-- Begin Records to process --

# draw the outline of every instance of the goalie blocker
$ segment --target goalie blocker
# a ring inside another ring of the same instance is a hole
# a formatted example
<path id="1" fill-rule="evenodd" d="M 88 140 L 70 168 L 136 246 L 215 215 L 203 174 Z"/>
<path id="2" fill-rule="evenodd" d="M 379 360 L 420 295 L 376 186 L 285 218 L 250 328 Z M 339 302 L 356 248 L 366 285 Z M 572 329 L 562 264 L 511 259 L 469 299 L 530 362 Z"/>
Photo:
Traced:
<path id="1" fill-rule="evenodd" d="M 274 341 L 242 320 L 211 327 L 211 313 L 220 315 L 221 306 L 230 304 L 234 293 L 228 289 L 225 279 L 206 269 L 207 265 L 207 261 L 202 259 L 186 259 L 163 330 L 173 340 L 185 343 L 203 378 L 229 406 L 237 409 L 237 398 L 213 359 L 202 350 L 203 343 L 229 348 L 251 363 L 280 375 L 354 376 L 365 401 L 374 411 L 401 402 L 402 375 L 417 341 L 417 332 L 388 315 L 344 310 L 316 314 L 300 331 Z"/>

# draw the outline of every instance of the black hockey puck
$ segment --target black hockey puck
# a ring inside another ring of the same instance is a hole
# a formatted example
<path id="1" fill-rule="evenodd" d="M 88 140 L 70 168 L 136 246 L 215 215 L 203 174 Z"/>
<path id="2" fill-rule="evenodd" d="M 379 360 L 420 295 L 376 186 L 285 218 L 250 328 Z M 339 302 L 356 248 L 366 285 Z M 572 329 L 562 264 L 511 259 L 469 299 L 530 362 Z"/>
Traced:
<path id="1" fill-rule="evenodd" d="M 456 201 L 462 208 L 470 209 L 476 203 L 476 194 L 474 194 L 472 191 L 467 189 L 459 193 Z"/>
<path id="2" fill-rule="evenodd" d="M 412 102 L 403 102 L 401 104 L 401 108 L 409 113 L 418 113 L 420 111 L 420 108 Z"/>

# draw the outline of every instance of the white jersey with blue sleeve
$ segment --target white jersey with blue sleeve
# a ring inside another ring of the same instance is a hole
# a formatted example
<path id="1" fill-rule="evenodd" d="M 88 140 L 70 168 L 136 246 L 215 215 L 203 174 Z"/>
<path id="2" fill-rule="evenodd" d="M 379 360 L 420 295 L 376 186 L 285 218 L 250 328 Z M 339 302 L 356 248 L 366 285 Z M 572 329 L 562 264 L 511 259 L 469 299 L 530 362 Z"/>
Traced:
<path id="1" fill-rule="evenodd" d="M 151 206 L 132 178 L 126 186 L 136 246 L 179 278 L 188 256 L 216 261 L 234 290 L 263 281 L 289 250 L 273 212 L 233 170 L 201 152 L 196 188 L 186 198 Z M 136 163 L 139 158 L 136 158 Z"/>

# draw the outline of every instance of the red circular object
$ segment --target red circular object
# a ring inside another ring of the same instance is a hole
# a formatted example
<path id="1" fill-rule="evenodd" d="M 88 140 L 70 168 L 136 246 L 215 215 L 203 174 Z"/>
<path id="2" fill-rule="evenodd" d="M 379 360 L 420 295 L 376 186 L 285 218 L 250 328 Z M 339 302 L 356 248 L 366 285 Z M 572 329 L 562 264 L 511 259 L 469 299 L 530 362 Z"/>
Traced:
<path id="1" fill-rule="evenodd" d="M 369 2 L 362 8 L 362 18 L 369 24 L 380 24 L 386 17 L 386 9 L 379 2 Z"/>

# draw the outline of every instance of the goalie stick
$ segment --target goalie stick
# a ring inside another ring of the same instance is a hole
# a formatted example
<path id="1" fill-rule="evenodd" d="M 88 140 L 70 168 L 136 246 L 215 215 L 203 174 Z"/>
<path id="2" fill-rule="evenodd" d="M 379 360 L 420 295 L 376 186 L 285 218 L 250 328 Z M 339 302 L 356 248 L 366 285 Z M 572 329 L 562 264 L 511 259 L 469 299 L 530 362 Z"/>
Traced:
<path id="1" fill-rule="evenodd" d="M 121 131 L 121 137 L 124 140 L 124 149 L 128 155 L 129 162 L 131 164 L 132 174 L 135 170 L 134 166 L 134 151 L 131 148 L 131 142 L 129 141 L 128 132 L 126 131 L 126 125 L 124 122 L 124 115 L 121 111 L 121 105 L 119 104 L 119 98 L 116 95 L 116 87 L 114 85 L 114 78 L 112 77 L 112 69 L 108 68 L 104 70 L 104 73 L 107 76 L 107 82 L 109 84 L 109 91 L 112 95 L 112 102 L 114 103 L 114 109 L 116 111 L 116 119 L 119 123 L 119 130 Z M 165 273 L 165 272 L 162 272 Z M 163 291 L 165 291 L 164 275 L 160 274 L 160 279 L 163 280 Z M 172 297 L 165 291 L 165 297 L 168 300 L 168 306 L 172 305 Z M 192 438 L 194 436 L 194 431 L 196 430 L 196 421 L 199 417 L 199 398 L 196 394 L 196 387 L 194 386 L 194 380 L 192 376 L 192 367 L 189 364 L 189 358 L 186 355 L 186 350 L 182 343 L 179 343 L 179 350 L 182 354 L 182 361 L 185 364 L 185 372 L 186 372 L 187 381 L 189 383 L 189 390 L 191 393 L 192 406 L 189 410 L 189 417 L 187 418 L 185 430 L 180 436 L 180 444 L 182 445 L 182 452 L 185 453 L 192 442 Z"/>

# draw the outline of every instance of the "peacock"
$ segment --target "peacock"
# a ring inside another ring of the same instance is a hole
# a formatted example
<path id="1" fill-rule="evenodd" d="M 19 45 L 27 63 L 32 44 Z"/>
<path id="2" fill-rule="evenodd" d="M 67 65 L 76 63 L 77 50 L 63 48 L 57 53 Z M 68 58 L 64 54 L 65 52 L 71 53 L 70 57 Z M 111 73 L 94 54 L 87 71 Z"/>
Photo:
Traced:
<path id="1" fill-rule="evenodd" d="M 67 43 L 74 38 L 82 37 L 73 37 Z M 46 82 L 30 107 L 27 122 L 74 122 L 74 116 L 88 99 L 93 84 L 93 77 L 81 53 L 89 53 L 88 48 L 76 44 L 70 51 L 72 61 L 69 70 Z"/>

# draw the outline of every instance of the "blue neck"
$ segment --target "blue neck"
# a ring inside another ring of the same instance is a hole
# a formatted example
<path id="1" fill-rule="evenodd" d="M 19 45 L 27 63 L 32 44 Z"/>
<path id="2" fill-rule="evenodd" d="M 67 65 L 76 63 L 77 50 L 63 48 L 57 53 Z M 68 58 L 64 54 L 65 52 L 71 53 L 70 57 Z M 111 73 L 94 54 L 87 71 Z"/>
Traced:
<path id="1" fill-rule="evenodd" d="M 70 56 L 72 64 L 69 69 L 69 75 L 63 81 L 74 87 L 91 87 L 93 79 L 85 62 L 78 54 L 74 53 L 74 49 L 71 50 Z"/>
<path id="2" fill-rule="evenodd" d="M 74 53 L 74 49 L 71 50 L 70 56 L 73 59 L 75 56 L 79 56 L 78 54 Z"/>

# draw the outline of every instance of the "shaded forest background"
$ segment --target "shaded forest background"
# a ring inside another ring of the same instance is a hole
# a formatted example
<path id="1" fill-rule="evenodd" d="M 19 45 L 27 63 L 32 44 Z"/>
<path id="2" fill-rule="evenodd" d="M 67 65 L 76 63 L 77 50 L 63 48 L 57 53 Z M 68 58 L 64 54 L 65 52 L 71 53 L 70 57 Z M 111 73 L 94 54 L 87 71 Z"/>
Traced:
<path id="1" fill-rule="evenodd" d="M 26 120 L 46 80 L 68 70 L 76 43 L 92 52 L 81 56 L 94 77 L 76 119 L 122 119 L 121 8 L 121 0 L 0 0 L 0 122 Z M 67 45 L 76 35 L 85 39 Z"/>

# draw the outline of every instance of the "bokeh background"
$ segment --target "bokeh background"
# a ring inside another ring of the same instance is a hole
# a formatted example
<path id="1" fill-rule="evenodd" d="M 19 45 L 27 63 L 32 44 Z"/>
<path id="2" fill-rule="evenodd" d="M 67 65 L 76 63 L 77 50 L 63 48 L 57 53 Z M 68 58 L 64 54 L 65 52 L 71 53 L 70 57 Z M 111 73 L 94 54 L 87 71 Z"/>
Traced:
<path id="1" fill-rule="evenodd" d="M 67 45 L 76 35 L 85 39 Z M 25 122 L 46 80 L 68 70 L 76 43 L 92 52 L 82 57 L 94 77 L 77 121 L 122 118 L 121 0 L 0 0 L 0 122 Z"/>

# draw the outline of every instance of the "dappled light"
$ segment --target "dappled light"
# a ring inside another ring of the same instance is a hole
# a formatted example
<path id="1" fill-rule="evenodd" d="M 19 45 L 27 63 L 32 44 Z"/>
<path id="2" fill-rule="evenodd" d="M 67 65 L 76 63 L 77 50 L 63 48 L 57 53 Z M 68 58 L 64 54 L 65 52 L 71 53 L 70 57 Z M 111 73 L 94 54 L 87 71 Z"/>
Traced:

-- End Records to process --

> [Short exercise] Render the material from the line containing "# draw the outline of every instance of the white" through the line containing "369 2 L 362" as a two-column CSV with the headers instruction and tracing. Give one row for each "# draw the outline" line, put its text and its traced answer each in a single quoted field, and turn any line breaks into spaces.

> [Response below]
instruction,tracing
"# draw the outline of every instance of the white jersey with blue sleeve $ segment --target white jersey with blue sleeve # a ring inside another ring of the same instance is a hole # a formatted example <path id=""1"" fill-rule=""evenodd"" d=""M 88 140 L 70 168 L 136 246 L 215 215 L 203 174 Z""/> <path id=""2"" fill-rule=""evenodd"" d=""M 379 360 L 420 295 L 376 186 L 285 218 L 250 328 Z M 339 302 L 356 248 L 366 285 Z M 572 329 L 562 264 L 511 259 L 469 299 L 530 362 Z""/> Traced:","<path id=""1"" fill-rule=""evenodd"" d=""M 151 206 L 132 178 L 126 186 L 136 246 L 179 278 L 188 256 L 216 261 L 234 290 L 263 281 L 289 250 L 273 212 L 233 170 L 201 152 L 196 188 L 186 198 Z M 136 163 L 139 158 L 136 158 Z""/>"
"# draw the outline of every instance of the red circular object $ segment --target red circular object # a ring inside another ring of the same instance is a hole # a formatted example <path id=""1"" fill-rule=""evenodd"" d=""M 88 140 L 70 168 L 136 246 L 215 215 L 203 174 Z""/> <path id=""2"" fill-rule=""evenodd"" d=""M 379 360 L 420 295 L 376 186 L 285 218 L 250 328 Z M 339 302 L 356 248 L 366 285 Z M 572 329 L 562 264 L 511 259 L 469 299 L 530 362 Z""/> Traced:","<path id=""1"" fill-rule=""evenodd"" d=""M 369 2 L 362 8 L 362 18 L 369 24 L 380 24 L 386 17 L 386 9 L 379 2 Z""/>"